Stated goal A:
In the time-reversal question, which book does the writer cite as the source of the result for the transformed operator?
Stated goal B:
Extract the portion of the time-reversal question starting at "# How does an" and ending at "transpose of $O$.".
Stated goal C:
Decide whether each statement agrees with the time-reversal question: (i) The cited book is titled "random matrices." (ii) The two quantum states in the symmetry condition are taken to be particular states rather than arbitrary ones. (iii) The writer's second question asks about the case in which time reversal symmetry is not assumed. For each one, answer yes or no and quote the words of the question that settle it.

Source:
○ ○ ○ ○ ○

# How does an operator transform under time reversal?

We know that a time-reversal operator $T$ can be represented as $$T=UK$$ where $U$ is some unitary operator and $K$ is the complex conjugation operator.

Then under time-reversal operation, a quantum state $|\psi\rangle$ will transform as the following: $$|\psi^R\rangle=T|\psi\rangle=UK|\psi\rangle=U|\psi^*\rangle$$ If we require time-reversal symmetry to the system, then we need to have $$\langle\psi^R|O^R|\phi^R\rangle=\langle\psi|O|\phi\rangle$$ where $|\psi\rangle$ and $|\phi\rangle$ are some arbitrary quantum states and $O$ is some operator. From the above equation, we would have $$\langle\psi^*|U^{\dagger}O^RU|\phi^*\rangle=\langle\psi|O|\phi\rangle$$ So based on this equation, how do we obtain the result (given in the book "random matrices" by Mehta) that $$O^R=UO^TU^{\dagger}$$ where $O^T$ means the transpose of $O$.

My second question is that, what if we do NOT assume time reversal symmetry?

○ ○ ○ ○ ○

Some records

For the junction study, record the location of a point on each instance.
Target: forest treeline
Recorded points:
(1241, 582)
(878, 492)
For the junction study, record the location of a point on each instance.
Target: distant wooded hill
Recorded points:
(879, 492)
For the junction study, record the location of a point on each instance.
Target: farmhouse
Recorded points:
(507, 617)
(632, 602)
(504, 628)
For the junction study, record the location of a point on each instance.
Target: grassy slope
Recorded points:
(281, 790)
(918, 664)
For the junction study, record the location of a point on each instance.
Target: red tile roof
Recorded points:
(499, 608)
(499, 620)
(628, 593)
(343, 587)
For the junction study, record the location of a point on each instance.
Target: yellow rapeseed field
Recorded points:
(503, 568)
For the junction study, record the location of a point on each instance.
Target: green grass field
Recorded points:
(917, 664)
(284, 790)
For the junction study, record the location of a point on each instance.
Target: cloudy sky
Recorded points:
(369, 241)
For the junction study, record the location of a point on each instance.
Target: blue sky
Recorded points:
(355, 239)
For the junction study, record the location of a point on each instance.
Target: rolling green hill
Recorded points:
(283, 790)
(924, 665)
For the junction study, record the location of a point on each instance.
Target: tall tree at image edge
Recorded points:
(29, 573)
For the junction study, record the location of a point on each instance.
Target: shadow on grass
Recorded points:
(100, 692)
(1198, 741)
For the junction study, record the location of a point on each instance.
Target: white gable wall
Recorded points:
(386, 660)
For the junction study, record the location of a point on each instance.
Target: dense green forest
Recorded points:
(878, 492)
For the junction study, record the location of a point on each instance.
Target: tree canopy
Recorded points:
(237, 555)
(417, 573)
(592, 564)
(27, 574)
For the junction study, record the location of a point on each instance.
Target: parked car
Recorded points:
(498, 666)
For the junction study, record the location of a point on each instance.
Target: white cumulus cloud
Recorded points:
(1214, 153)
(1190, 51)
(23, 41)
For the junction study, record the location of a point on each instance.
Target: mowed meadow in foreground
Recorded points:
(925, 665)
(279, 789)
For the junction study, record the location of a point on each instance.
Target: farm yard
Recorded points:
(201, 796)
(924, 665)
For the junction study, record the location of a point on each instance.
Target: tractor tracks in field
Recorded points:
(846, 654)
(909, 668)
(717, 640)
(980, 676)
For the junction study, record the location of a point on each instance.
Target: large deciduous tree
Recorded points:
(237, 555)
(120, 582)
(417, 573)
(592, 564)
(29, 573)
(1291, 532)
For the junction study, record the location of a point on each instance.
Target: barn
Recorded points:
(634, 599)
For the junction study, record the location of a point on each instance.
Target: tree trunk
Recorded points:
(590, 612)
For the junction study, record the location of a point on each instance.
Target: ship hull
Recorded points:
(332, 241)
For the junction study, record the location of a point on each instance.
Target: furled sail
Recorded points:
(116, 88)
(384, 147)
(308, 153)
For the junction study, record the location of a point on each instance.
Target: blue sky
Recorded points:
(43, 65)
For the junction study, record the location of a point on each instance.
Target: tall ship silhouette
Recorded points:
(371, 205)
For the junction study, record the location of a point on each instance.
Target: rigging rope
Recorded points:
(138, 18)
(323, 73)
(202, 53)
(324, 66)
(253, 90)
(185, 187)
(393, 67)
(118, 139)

○ ○ ○ ○ ○

Written solution A:
The book "random matrices" by Mehta.

Written solution B:
# How does an operator transform under time reversal?

We know that a time-reversal operator $T$ can be represented as $$T=UK$$ where $U$ is some unitary operator and $K$ is the complex conjugation operator.

Then under time-reversal operation, a quantum state $|\psi\rangle$ will transform as the following: $$|\psi^R\rangle=T|\psi\rangle=UK|\psi\rangle=U|\psi^*\rangle$$ If we require time-reversal symmetry to the system, then we need to have $$\langle\psi^R|O^R|\phi^R\rangle=\langle\psi|O|\phi\rangle$$ where $|\psi\rangle$ and $|\phi\rangle$ are some arbitrary quantum states and $O$ is some operator. From the above equation, we would have $$\langle\psi^*|U^{\dagger}O^RU|\phi^*\rangle=\langle\psi|O|\phi\rangle$$ So based on this equation, how do we obtain the result (given in the book "random matrices" by Mehta) that $$O^R=UO^TU^{\dagger}$$ where $O^T$ means the transpose of $O$.

Written solution C:
(i) Yes: "given in the book "random matrices" by Mehta"
(ii) No: "are some arbitrary quantum states"
(iii) Yes: "what if we do NOT assume time reversal symmetry?"